━━ Supplied records ━━

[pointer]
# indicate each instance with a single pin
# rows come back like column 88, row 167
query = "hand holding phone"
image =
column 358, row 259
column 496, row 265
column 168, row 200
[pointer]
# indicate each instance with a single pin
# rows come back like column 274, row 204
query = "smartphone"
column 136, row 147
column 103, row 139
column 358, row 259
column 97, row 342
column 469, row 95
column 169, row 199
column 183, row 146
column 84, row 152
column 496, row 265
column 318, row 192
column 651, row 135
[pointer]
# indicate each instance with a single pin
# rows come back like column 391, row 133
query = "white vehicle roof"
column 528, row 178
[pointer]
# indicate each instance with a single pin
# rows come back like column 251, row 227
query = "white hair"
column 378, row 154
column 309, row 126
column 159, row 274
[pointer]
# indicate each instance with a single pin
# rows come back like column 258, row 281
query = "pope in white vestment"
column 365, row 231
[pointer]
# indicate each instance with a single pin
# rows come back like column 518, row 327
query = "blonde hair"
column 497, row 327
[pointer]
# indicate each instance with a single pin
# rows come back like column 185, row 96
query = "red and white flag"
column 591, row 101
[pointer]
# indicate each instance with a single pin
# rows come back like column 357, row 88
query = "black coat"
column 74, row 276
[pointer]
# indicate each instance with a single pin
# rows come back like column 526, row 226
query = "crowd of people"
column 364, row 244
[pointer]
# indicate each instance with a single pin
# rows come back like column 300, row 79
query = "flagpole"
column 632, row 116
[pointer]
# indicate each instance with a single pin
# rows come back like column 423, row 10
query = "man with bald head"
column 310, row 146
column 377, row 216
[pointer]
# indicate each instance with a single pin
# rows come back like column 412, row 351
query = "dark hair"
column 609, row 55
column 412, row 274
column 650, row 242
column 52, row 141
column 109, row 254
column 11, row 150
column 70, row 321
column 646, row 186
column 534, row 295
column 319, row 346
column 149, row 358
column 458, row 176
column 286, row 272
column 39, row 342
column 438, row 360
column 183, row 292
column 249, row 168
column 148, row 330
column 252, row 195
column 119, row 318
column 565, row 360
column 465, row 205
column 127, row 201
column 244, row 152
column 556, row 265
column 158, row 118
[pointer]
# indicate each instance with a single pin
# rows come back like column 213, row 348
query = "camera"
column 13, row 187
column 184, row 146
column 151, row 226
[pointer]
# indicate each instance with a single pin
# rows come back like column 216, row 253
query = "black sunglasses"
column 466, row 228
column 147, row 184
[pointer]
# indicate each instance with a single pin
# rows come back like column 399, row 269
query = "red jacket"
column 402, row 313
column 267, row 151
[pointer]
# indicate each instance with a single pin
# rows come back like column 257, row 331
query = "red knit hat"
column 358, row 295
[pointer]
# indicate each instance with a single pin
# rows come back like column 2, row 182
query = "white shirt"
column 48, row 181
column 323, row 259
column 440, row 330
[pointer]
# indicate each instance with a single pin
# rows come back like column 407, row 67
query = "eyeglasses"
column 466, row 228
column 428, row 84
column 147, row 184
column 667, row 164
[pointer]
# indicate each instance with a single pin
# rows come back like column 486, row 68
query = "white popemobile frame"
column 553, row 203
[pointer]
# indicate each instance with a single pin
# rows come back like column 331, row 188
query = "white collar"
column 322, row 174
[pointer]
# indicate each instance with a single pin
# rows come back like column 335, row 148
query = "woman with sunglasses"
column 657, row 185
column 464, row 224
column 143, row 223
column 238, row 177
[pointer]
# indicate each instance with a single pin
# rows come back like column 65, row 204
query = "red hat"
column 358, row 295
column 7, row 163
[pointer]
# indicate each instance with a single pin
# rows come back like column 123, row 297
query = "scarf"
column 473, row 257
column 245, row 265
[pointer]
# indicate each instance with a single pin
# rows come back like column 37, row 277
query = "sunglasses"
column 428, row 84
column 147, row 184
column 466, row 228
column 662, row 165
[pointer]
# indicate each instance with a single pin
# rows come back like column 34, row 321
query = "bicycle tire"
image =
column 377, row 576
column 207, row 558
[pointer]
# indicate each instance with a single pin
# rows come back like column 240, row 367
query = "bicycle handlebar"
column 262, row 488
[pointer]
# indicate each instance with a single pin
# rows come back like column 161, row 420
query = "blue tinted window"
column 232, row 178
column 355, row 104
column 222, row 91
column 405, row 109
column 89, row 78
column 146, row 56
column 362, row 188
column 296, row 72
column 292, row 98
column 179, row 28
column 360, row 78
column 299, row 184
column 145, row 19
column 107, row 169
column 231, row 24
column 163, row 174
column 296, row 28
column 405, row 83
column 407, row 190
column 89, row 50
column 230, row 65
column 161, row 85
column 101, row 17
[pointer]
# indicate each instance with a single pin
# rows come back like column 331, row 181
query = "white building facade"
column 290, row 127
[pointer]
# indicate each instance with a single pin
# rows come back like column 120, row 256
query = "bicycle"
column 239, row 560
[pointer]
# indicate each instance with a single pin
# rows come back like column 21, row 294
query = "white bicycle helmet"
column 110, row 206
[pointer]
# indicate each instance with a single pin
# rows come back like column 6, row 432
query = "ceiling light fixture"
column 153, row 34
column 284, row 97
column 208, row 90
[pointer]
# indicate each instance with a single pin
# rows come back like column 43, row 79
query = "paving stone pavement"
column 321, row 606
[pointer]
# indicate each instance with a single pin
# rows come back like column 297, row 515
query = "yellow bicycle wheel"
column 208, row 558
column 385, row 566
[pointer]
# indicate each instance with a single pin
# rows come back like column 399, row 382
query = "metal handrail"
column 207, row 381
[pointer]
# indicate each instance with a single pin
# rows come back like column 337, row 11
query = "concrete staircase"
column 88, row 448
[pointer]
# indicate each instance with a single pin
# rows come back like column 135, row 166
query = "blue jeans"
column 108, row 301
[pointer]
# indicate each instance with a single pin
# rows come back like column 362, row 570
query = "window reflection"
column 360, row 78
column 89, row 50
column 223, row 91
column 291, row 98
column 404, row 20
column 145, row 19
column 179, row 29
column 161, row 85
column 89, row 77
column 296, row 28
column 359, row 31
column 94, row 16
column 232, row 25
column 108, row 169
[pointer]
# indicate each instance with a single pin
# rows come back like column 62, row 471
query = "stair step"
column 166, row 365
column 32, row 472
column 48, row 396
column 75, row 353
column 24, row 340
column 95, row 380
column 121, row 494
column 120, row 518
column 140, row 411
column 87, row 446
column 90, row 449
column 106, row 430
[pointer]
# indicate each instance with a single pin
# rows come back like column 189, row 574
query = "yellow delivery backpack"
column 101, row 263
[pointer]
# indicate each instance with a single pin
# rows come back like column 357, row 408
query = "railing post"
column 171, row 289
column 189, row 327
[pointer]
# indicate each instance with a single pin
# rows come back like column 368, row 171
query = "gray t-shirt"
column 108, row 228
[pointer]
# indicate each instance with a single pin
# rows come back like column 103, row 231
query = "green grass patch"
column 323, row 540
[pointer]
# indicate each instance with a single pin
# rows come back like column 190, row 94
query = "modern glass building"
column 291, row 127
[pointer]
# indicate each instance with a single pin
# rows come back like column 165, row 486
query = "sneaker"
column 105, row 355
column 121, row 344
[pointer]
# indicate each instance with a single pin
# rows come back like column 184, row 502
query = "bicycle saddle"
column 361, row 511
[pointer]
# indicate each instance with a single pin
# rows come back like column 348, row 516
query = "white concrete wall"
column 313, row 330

━━━

--- Set exercise ---
Set down all of the data above, word for word.

--- Correct response ---
[pointer]
# indicate each instance with a single pin
# rows come back like column 88, row 167
query = "hand holding phone"
image =
column 358, row 259
column 496, row 265
column 168, row 200
[pointer]
# indicate each instance with a single pin
# rows come back like column 274, row 204
query = "smartphone"
column 136, row 147
column 103, row 139
column 358, row 259
column 97, row 342
column 469, row 95
column 169, row 199
column 183, row 146
column 84, row 152
column 496, row 265
column 318, row 192
column 651, row 135
[pointer]
# indicate each instance with a single pin
# rows come back like column 391, row 133
query = "white vehicle roof"
column 528, row 178
[pointer]
# indicate each instance with a single pin
# rows come back like column 251, row 227
query = "white hair"
column 378, row 154
column 309, row 126
column 159, row 274
[pointer]
# indicate each instance with a single pin
# rows come back like column 258, row 281
query = "pope in white vestment"
column 365, row 231
[pointer]
# indicate each instance with a single pin
# rows come back like column 518, row 327
query = "blonde hair"
column 497, row 327
[pointer]
# indicate each instance with a single pin
# rows come back like column 185, row 96
query = "red and white flag"
column 591, row 101
[pointer]
# indicate each instance with a single pin
# rows come back like column 357, row 88
query = "black coat"
column 74, row 276
[pointer]
# indicate each instance with a single pin
# rows come back like column 526, row 226
query = "crowd of people"
column 364, row 244
[pointer]
# indicate each instance with a single pin
# rows come back like column 300, row 79
query = "flagpole"
column 632, row 116
[pointer]
# indicate each instance with a single pin
# rows come back like column 423, row 10
query = "man with bald head"
column 310, row 146
column 377, row 216
[pointer]
# indicate each instance with a single pin
# rows come back like column 412, row 351
query = "dark hair"
column 609, row 55
column 412, row 274
column 650, row 242
column 52, row 141
column 109, row 254
column 11, row 150
column 70, row 321
column 646, row 186
column 534, row 295
column 319, row 346
column 149, row 358
column 458, row 176
column 286, row 272
column 39, row 342
column 438, row 360
column 183, row 292
column 249, row 168
column 148, row 330
column 252, row 195
column 119, row 318
column 565, row 360
column 465, row 205
column 127, row 201
column 244, row 152
column 556, row 265
column 158, row 118
[pointer]
# indicate each instance with a single pin
# rows come back like column 213, row 348
query = "camera"
column 13, row 187
column 184, row 146
column 151, row 226
[pointer]
# indicate each instance with a single pin
# rows come back like column 216, row 253
query = "black sunglasses"
column 466, row 228
column 147, row 184
[pointer]
# indicate each instance with a single pin
# rows come back like column 399, row 269
query = "red jacket"
column 402, row 313
column 267, row 151
[pointer]
# indicate each instance with a single pin
# rows come back like column 257, row 331
query = "red knit hat"
column 358, row 295
[pointer]
# indicate each instance with a single pin
# rows come back like column 2, row 182
query = "white shirt"
column 48, row 181
column 323, row 259
column 440, row 330
[pointer]
# indicate each instance with a single pin
# rows come back like column 407, row 67
query = "eyeglasses"
column 466, row 228
column 428, row 84
column 147, row 184
column 667, row 164
[pointer]
# indicate each instance with a single pin
# rows come back like column 486, row 68
query = "white popemobile frame"
column 553, row 203
[pointer]
# indicate each instance with a single pin
# rows come back like column 331, row 188
query = "white collar"
column 322, row 174
[pointer]
# indicate each instance with a single pin
# rows come back like column 335, row 148
query = "woman with sunglasses"
column 657, row 185
column 464, row 224
column 143, row 223
column 238, row 177
[pointer]
# indicate each instance with a single pin
# rows come back like column 65, row 204
query = "red hat"
column 358, row 295
column 7, row 163
[pointer]
# indicate each instance with a single pin
# rows come back like column 123, row 297
query = "scarf"
column 473, row 257
column 245, row 265
[pointer]
# indicate each instance with a single pin
# rows come back like column 37, row 277
query = "sunglasses"
column 428, row 84
column 147, row 184
column 466, row 228
column 662, row 165
[pointer]
# indicate each instance with a single pin
# rows come back like column 34, row 321
query = "bicycle tire"
image =
column 377, row 576
column 207, row 558
[pointer]
# indicate each instance with a single pin
# rows come back like column 240, row 367
query = "bicycle handlebar"
column 262, row 488
[pointer]
# indicate each instance with a single pin
# rows come back like column 161, row 420
query = "blue tinted window"
column 232, row 178
column 355, row 104
column 222, row 91
column 405, row 109
column 89, row 78
column 146, row 56
column 362, row 188
column 296, row 72
column 292, row 98
column 179, row 28
column 360, row 78
column 299, row 184
column 145, row 19
column 107, row 169
column 231, row 24
column 163, row 174
column 296, row 28
column 405, row 83
column 407, row 190
column 89, row 50
column 230, row 65
column 161, row 85
column 101, row 17
[pointer]
# indicate each instance with a single pin
# rows come back like column 331, row 181
query = "white building facade"
column 290, row 127
[pointer]
# indicate each instance with a single pin
# rows come back like column 120, row 256
query = "bicycle"
column 239, row 560
[pointer]
# indicate each instance with a single pin
# rows come back like column 21, row 294
query = "white bicycle helmet"
column 110, row 206
[pointer]
# indicate each instance with a single pin
# rows come back like column 6, row 432
query = "ceiling light fixture"
column 153, row 34
column 284, row 97
column 208, row 90
[pointer]
# indicate each instance with a single pin
# rows come back like column 43, row 79
query = "paving stone pavement"
column 321, row 606
[pointer]
# indicate each instance with a single pin
# rows come back like column 297, row 515
query = "yellow bicycle wheel"
column 208, row 558
column 385, row 566
[pointer]
# indicate each instance with a single pin
# rows come back like column 399, row 382
query = "metal handrail"
column 207, row 381
[pointer]
# indicate each instance with a single pin
# rows come back like column 337, row 11
query = "concrete staircase"
column 88, row 448
[pointer]
# indicate each instance with a single pin
# rows come back like column 135, row 166
query = "blue jeans"
column 108, row 301
[pointer]
# indicate each instance with a single pin
# rows come back like column 362, row 570
query = "window reflection"
column 360, row 78
column 89, row 50
column 223, row 91
column 291, row 98
column 404, row 20
column 145, row 19
column 179, row 29
column 161, row 85
column 89, row 77
column 296, row 28
column 359, row 31
column 94, row 16
column 232, row 25
column 108, row 169
[pointer]
# indicate each instance with a single pin
# rows come back like column 62, row 471
query = "stair step"
column 166, row 365
column 32, row 472
column 48, row 396
column 75, row 353
column 24, row 340
column 95, row 380
column 121, row 494
column 120, row 518
column 140, row 411
column 87, row 446
column 90, row 449
column 106, row 430
[pointer]
# indicate each instance with a single pin
# rows come back like column 189, row 574
query = "yellow delivery backpack"
column 101, row 263
[pointer]
# indicate each instance with a single pin
# rows come back like column 357, row 408
query = "railing post"
column 171, row 289
column 189, row 327
[pointer]
# indicate each instance with a single pin
# rows come back like column 368, row 171
query = "gray t-shirt"
column 108, row 228
[pointer]
# indicate each instance with a single pin
# rows come back like column 103, row 231
query = "green grass patch"
column 323, row 540
[pointer]
# indicate each instance with a single pin
# rows come back like column 190, row 94
query = "modern glass building"
column 291, row 127
[pointer]
# indicate each instance with a single pin
# rows come back like column 165, row 486
query = "sneaker"
column 105, row 355
column 121, row 344
[pointer]
# indicate each instance with a single pin
# rows come back like column 184, row 502
query = "bicycle saddle"
column 361, row 511
[pointer]
# indicate each instance with a single pin
# rows come back like column 348, row 516
query = "white concrete wall"
column 313, row 330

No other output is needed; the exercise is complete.